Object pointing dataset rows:
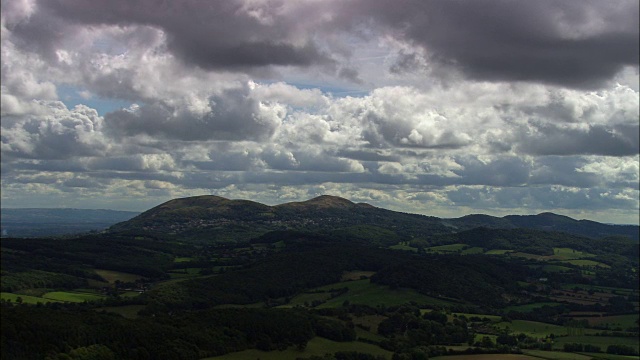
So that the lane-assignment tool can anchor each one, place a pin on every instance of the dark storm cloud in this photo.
(231, 116)
(620, 140)
(211, 34)
(571, 43)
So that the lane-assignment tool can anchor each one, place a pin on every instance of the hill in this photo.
(33, 222)
(549, 222)
(213, 217)
(221, 219)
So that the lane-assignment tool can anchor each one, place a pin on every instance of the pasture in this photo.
(569, 253)
(498, 252)
(532, 328)
(127, 311)
(447, 248)
(556, 355)
(403, 247)
(602, 341)
(366, 293)
(317, 346)
(530, 307)
(27, 299)
(73, 296)
(612, 322)
(486, 357)
(112, 276)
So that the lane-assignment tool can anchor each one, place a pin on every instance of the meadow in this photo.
(317, 346)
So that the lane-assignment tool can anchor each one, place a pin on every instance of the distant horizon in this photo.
(426, 214)
(492, 107)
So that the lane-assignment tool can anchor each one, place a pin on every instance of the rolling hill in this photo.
(218, 218)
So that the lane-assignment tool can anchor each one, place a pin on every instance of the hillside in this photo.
(213, 217)
(548, 222)
(220, 219)
(31, 222)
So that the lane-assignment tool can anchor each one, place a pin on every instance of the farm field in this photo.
(557, 355)
(569, 253)
(112, 276)
(25, 298)
(72, 296)
(602, 341)
(317, 346)
(486, 357)
(585, 263)
(127, 311)
(532, 328)
(447, 248)
(616, 321)
(403, 247)
(366, 293)
(472, 250)
(498, 252)
(612, 290)
(481, 316)
(530, 307)
(356, 275)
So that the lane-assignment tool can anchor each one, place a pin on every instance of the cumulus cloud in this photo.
(578, 44)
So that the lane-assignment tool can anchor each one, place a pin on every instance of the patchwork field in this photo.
(616, 321)
(317, 346)
(486, 357)
(530, 307)
(366, 293)
(602, 341)
(72, 296)
(447, 248)
(127, 311)
(113, 276)
(27, 299)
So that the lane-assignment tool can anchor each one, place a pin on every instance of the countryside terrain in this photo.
(213, 278)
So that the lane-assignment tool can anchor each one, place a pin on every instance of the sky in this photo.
(438, 107)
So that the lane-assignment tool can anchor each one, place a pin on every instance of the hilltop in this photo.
(220, 219)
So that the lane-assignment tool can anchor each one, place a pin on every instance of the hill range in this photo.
(209, 278)
(218, 217)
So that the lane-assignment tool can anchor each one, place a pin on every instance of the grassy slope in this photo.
(317, 346)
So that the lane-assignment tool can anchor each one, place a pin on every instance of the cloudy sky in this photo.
(440, 107)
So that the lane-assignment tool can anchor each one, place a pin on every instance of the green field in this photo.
(128, 311)
(602, 341)
(530, 307)
(617, 291)
(472, 250)
(184, 273)
(403, 247)
(556, 268)
(556, 355)
(317, 346)
(615, 321)
(27, 299)
(111, 276)
(486, 357)
(72, 296)
(366, 293)
(498, 252)
(481, 316)
(532, 328)
(447, 248)
(568, 253)
(586, 263)
(306, 299)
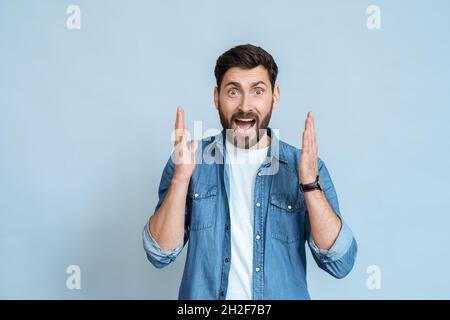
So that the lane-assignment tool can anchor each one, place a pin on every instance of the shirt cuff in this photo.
(152, 247)
(339, 247)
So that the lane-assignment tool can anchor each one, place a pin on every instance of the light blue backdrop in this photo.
(86, 117)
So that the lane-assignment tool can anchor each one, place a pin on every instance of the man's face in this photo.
(245, 104)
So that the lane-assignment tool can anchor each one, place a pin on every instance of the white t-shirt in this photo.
(243, 165)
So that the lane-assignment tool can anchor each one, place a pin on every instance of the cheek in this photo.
(264, 106)
(227, 106)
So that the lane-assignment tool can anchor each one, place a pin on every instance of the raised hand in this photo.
(308, 170)
(184, 155)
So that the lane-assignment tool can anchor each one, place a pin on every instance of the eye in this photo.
(259, 91)
(233, 92)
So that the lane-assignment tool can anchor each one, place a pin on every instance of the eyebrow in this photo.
(237, 84)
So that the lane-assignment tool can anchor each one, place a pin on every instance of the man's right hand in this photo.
(184, 155)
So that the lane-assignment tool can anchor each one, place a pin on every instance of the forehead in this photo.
(246, 76)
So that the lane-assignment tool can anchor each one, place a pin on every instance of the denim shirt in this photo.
(281, 227)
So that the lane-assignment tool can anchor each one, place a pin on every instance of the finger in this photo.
(312, 134)
(179, 120)
(194, 146)
(315, 145)
(179, 125)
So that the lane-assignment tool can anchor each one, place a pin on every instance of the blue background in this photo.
(86, 117)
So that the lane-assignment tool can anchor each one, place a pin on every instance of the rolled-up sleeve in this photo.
(155, 254)
(340, 258)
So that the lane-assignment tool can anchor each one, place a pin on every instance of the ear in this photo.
(276, 95)
(216, 97)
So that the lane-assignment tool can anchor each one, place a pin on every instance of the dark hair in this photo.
(245, 56)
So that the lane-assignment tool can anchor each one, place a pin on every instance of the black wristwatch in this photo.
(316, 185)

## Problem requirements
Quote the listing above in full, except for the pictures.

## Correct response
So that the lane-assignment tool can anchor each one, place a pin on every instance of the dark storm cloud in this photo.
(231, 116)
(620, 140)
(211, 34)
(571, 43)
So that the lane-assignment tool can anchor each one, place a pin on every instance of the hill in this photo.
(33, 222)
(549, 222)
(213, 217)
(221, 219)
So that the lane-assignment tool can anchor each one, place a pin on every instance of the pasture in this photo.
(569, 253)
(498, 252)
(532, 328)
(127, 311)
(447, 248)
(556, 355)
(403, 247)
(602, 341)
(366, 293)
(317, 346)
(530, 307)
(27, 299)
(73, 296)
(612, 322)
(486, 357)
(112, 276)
So that the lane-assignment tool can anchor each one, place a pin on every instance of the meadow in this photo.
(317, 346)
So that the lane-assignment tool can anchor each one, place a pin on every instance of the distant horizon in this photo.
(426, 214)
(492, 107)
So that the lane-assignment tool can anchor each one, place a pin on every instance of the rolling hill in this photo.
(218, 218)
So that the lane-assignment tool can anchor each one, place a pin on every instance of the hillside in this photo.
(213, 217)
(548, 222)
(220, 219)
(31, 222)
So that the lane-assignment tool can anchor each one, place a pin on every instance of the farm field in this photo.
(557, 355)
(569, 253)
(112, 276)
(25, 298)
(72, 296)
(602, 341)
(317, 346)
(486, 357)
(585, 263)
(127, 311)
(532, 328)
(447, 248)
(616, 321)
(403, 247)
(366, 293)
(472, 250)
(498, 252)
(612, 290)
(481, 316)
(530, 307)
(356, 275)
So that the lane-assignment tool can anchor each one, place a pin on every instance of the cumulus cloud in this photo.
(578, 44)
So that the lane-assignment tool can anchor each one, place a pin on every instance of the patchwork field in this photo.
(616, 321)
(317, 346)
(486, 357)
(530, 307)
(366, 293)
(602, 341)
(72, 296)
(447, 248)
(127, 311)
(113, 276)
(27, 299)
So that the lane-assignment tool can anchor each one, place a pin on every instance of the countryside terrain in this photo.
(213, 278)
So that the lane-assignment tool can anchor each one, place a pin on every instance of the sky in this photo.
(438, 107)
So that the lane-assignment tool can anchor each one, place a pin on every instance of the hilltop in this photo.
(220, 219)
So that the lane-assignment tool can anchor each one, place a pin on every instance of the hill range in this photo.
(209, 278)
(218, 217)
So that the lane-assignment tool can anchor each one, place a pin on every instance of the grassy slope in this photo.
(317, 346)
So that the lane-assignment tool can anchor each one, place a pin on every instance of the cloudy sky in this photo.
(440, 107)
So that the lane-assignment tool can anchor each one, place a pin on every instance of the green field in this photo.
(128, 311)
(602, 341)
(530, 307)
(617, 291)
(472, 250)
(184, 273)
(403, 247)
(556, 268)
(556, 355)
(317, 346)
(615, 321)
(27, 299)
(111, 276)
(486, 357)
(72, 296)
(366, 293)
(498, 252)
(481, 316)
(532, 328)
(447, 248)
(568, 253)
(586, 263)
(306, 299)
So that the lane-assignment tool can anchor each one, place a pin on every instance of the shirt cuff in this photo.
(152, 247)
(339, 247)
So that the lane-assignment tool can anchor each one, place a pin on every instance of the light blue backdrop in this photo.
(86, 117)
So that the lane-assignment tool can anchor each one, place a pin on every instance of the man's face in this photo.
(245, 104)
So that the lane-assignment tool can anchor each one, place a pin on every instance of the white t-shirt in this photo.
(243, 165)
So that the lane-assignment tool can anchor each one, place a pin on every instance of the cheek in this photo.
(264, 106)
(227, 106)
So that the lane-assignment tool can anchor each one, place a pin on every instance of the raised hand in this photo.
(308, 170)
(184, 155)
So that the lane-assignment tool can anchor each one, place a pin on every instance of the eye in this photo.
(259, 91)
(233, 92)
So that the lane-assignment tool can anchor each one, place a pin on every instance of the eyebrow in this photo.
(237, 84)
So that the lane-assignment tool can anchor each one, place a pin on every instance of the man's right hand in this photo.
(184, 155)
So that the lane-assignment tool can anchor each one, place a pin on every instance of the forehead in this photo.
(246, 76)
So that the lane-assignment tool can anchor each one, place a pin on every instance of the denim shirt in this photo.
(281, 227)
So that the lane-assignment tool can anchor each one, place a pin on every instance of the finger in this photo.
(312, 134)
(179, 120)
(194, 146)
(315, 145)
(179, 125)
So that the lane-assignment tool can anchor each one, place a pin on every instance of the blue background in this photo.
(86, 117)
So that the lane-assignment tool can anchor each one, place a pin on every instance of the rolled-up sleeve in this photo.
(155, 254)
(340, 258)
So that the lane-assignment tool can anchor each one, place a pin on every instance of the ear in this photo.
(276, 95)
(216, 97)
So that the lane-assignment tool can anchor each one, place a pin on every instance of the dark hair in this photo.
(245, 56)
So that the lane-assignment tool can anchor each one, place a pin on every instance of the black wristwatch in this photo.
(316, 185)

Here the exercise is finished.